▸ **AIM OF THE EXERCISE**
Since only the written part is wanted, repeat the records exactly and omit the pictures.
[Opening TASK DATA section]
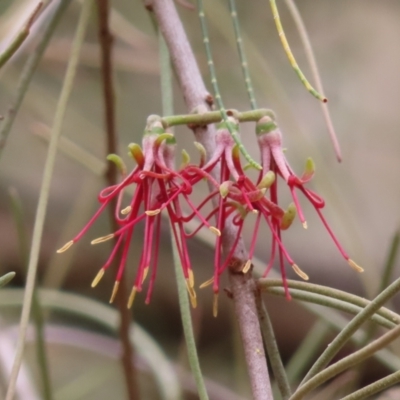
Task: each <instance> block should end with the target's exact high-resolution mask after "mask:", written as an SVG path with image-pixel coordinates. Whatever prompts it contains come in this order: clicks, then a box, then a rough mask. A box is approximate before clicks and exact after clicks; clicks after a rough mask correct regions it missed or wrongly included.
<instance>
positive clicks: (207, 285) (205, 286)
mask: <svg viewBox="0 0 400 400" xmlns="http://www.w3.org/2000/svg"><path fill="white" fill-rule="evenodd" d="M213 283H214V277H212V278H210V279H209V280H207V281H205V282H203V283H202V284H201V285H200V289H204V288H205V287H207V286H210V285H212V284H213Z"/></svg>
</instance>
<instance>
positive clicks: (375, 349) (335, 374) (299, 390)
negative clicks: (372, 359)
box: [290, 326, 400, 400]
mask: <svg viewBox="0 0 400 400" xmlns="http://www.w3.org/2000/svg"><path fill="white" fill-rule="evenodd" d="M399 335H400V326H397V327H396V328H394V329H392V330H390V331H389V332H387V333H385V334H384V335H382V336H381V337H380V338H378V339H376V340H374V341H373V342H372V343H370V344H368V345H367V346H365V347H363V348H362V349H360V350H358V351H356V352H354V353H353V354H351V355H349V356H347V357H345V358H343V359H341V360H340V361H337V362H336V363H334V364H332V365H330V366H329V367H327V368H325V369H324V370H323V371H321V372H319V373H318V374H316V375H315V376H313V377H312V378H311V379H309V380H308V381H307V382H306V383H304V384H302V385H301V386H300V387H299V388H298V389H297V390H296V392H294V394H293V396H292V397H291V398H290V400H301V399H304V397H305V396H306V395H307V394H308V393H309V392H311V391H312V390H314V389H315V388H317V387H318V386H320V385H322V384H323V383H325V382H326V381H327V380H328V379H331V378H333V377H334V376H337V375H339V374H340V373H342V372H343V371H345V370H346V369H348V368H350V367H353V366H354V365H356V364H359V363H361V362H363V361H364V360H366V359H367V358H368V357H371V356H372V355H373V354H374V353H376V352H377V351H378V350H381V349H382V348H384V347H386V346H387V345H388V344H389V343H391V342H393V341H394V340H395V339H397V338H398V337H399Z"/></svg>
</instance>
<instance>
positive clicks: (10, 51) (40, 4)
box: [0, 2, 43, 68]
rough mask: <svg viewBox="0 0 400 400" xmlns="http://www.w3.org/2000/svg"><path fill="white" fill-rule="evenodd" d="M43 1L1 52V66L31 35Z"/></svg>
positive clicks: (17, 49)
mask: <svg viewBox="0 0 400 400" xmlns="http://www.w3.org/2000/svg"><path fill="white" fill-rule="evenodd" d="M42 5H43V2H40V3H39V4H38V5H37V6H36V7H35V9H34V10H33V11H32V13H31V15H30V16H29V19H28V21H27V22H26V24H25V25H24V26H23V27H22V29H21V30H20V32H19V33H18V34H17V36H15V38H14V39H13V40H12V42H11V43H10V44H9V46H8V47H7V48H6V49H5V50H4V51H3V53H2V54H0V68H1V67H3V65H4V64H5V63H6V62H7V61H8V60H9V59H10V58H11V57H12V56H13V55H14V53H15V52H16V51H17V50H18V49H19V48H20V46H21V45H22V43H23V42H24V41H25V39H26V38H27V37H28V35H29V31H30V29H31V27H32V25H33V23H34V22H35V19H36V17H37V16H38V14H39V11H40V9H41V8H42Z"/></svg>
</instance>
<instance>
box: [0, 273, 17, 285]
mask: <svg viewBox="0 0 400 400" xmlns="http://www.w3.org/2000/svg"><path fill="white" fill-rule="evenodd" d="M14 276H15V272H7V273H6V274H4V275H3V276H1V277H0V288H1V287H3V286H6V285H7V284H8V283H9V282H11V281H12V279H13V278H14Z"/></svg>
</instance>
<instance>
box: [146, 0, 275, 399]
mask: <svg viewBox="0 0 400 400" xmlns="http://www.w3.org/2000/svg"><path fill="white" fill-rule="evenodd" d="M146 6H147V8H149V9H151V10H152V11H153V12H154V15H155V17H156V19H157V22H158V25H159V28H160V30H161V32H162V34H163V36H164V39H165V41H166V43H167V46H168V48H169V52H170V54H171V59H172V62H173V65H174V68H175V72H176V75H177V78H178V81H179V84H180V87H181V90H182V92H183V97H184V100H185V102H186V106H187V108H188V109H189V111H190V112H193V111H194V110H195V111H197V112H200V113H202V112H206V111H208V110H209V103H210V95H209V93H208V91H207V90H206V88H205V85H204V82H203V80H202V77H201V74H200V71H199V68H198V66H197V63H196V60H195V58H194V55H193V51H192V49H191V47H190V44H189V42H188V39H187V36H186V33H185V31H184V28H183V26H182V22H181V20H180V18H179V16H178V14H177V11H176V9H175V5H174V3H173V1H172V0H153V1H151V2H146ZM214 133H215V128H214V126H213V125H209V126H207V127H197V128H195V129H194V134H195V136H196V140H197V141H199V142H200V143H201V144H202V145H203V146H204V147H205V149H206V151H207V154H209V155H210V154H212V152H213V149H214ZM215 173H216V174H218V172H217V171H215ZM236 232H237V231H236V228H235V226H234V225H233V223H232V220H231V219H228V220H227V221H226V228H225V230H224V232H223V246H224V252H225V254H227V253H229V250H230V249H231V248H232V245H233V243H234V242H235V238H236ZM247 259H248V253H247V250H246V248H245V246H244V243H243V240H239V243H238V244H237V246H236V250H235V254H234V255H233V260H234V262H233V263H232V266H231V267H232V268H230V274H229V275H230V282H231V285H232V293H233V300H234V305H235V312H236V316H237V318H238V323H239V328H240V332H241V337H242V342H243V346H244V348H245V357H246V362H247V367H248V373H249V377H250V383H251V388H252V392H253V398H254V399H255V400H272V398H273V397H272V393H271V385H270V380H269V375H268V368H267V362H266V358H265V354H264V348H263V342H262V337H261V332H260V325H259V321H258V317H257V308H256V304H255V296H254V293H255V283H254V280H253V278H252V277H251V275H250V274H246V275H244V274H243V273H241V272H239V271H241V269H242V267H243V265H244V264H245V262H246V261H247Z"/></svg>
[Closing TASK DATA section]
▸ **TASK ANSWER**
Task: each <instance> block should end with the target's exact high-resolution mask after "mask:", written as an SVG path with image-pixel coordinates. Whatever prompts it contains come in this order: clicks, then a box, then a rough mask. A box is approximate before clicks and exact after clicks; clicks after a rough mask correct regions it missed or wrongly included.
<instance>
positive clicks: (207, 285) (205, 286)
mask: <svg viewBox="0 0 400 400" xmlns="http://www.w3.org/2000/svg"><path fill="white" fill-rule="evenodd" d="M213 283H214V277H212V278H210V279H209V280H207V281H205V282H203V283H202V284H201V285H200V289H204V288H205V287H207V286H210V285H212V284H213Z"/></svg>
</instance>
<instance>
positive clicks: (375, 349) (335, 374) (299, 390)
negative clicks: (372, 359)
box: [290, 326, 400, 400]
mask: <svg viewBox="0 0 400 400" xmlns="http://www.w3.org/2000/svg"><path fill="white" fill-rule="evenodd" d="M399 335H400V326H397V327H396V328H394V329H392V330H390V331H389V332H387V333H385V334H384V335H382V336H381V337H380V338H378V339H376V340H374V341H373V342H372V343H370V344H368V345H367V346H365V347H363V348H362V349H360V350H358V351H356V352H354V353H353V354H351V355H349V356H347V357H345V358H343V359H341V360H340V361H337V362H336V363H334V364H332V365H330V366H329V367H327V368H325V369H324V370H323V371H321V372H319V373H318V374H316V375H315V376H313V377H312V378H311V379H309V380H308V381H307V382H306V383H304V384H302V385H301V386H300V387H299V388H298V389H297V390H296V392H294V394H293V396H292V397H291V398H290V400H301V399H304V397H305V396H306V395H307V394H308V393H309V392H311V391H312V390H314V389H315V388H317V387H318V386H320V385H322V384H323V383H325V382H326V381H327V380H328V379H331V378H333V377H334V376H337V375H339V374H340V373H342V372H343V371H345V370H346V369H348V368H350V367H353V366H354V365H356V364H359V363H361V362H363V361H364V360H366V359H367V358H368V357H371V356H372V355H373V354H374V353H376V352H377V351H378V350H381V349H382V348H384V347H386V346H387V345H388V344H389V343H391V342H393V341H394V340H395V339H397V338H398V337H399Z"/></svg>
</instance>
<instance>
positive clicks: (10, 51) (40, 4)
box: [0, 2, 43, 68]
rough mask: <svg viewBox="0 0 400 400" xmlns="http://www.w3.org/2000/svg"><path fill="white" fill-rule="evenodd" d="M43 1L1 52V66L31 35Z"/></svg>
positive clicks: (17, 49)
mask: <svg viewBox="0 0 400 400" xmlns="http://www.w3.org/2000/svg"><path fill="white" fill-rule="evenodd" d="M42 5H43V2H40V3H39V4H38V5H37V6H36V7H35V9H34V10H33V11H32V13H31V15H30V16H29V19H28V21H27V22H26V24H25V25H24V26H23V27H22V29H21V30H20V32H19V33H18V34H17V36H15V38H14V39H13V40H12V42H11V43H10V44H9V46H8V47H7V48H6V49H5V50H4V51H3V53H2V54H0V68H1V67H3V65H4V64H5V63H6V62H7V61H8V60H9V59H10V58H11V57H12V56H13V55H14V53H15V52H16V51H17V50H18V49H19V48H20V46H21V45H22V43H23V42H24V41H25V39H26V38H27V37H28V35H29V31H30V29H31V27H32V25H33V23H34V22H35V19H36V17H37V16H38V14H39V11H40V9H41V8H42Z"/></svg>
</instance>
<instance>
box: [0, 273, 17, 285]
mask: <svg viewBox="0 0 400 400" xmlns="http://www.w3.org/2000/svg"><path fill="white" fill-rule="evenodd" d="M14 276H15V272H7V273H6V274H4V275H3V276H1V277H0V288H1V287H3V286H6V285H7V284H8V283H9V282H11V281H12V279H13V278H14Z"/></svg>
</instance>
<instance>
box: [146, 0, 275, 399]
mask: <svg viewBox="0 0 400 400" xmlns="http://www.w3.org/2000/svg"><path fill="white" fill-rule="evenodd" d="M146 6H147V8H149V9H151V10H152V11H153V12H154V15H155V17H156V19H157V22H158V25H159V28H160V30H161V32H162V34H163V36H164V39H165V41H166V43H167V46H168V48H169V52H170V54H171V59H172V62H173V65H174V68H175V72H176V75H177V78H178V81H179V84H180V87H181V90H182V92H183V97H184V100H185V102H186V106H187V108H188V109H189V111H190V112H193V111H194V110H195V111H197V112H200V113H202V112H206V111H208V110H209V103H210V95H209V93H208V91H207V90H206V88H205V85H204V82H203V80H202V77H201V74H200V71H199V68H198V66H197V63H196V60H195V58H194V55H193V51H192V49H191V47H190V44H189V42H188V39H187V36H186V33H185V31H184V28H183V26H182V22H181V20H180V18H179V16H178V14H177V11H176V9H175V5H174V3H173V1H172V0H153V1H151V2H146ZM214 133H215V128H214V126H213V125H209V126H207V127H197V128H195V129H194V134H195V136H196V140H197V141H199V142H200V143H201V144H202V145H203V146H204V147H205V149H206V151H207V154H209V155H210V154H212V152H213V149H214ZM215 173H216V174H218V172H217V171H215ZM236 232H237V231H236V228H235V226H234V225H233V223H232V220H231V219H228V220H227V221H226V228H225V230H224V232H223V246H224V252H225V254H227V253H229V250H230V249H231V248H232V245H233V243H234V242H235V238H236ZM247 259H248V253H247V250H246V248H245V246H244V243H243V240H239V243H238V244H237V246H236V250H235V254H234V255H233V260H234V262H233V263H232V266H231V267H232V268H230V274H229V275H230V282H231V285H232V293H233V300H234V305H235V312H236V316H237V318H238V323H239V328H240V332H241V337H242V342H243V346H244V348H245V357H246V362H247V367H248V373H249V377H250V383H251V388H252V392H253V398H254V399H255V400H272V398H273V397H272V393H271V385H270V380H269V375H268V368H267V362H266V358H265V354H264V348H263V342H262V337H261V332H260V325H259V321H258V317H257V308H256V304H255V296H254V293H255V283H254V280H253V278H252V277H251V275H250V274H246V275H244V274H243V273H241V272H239V271H241V269H242V267H243V265H244V264H245V262H246V261H247Z"/></svg>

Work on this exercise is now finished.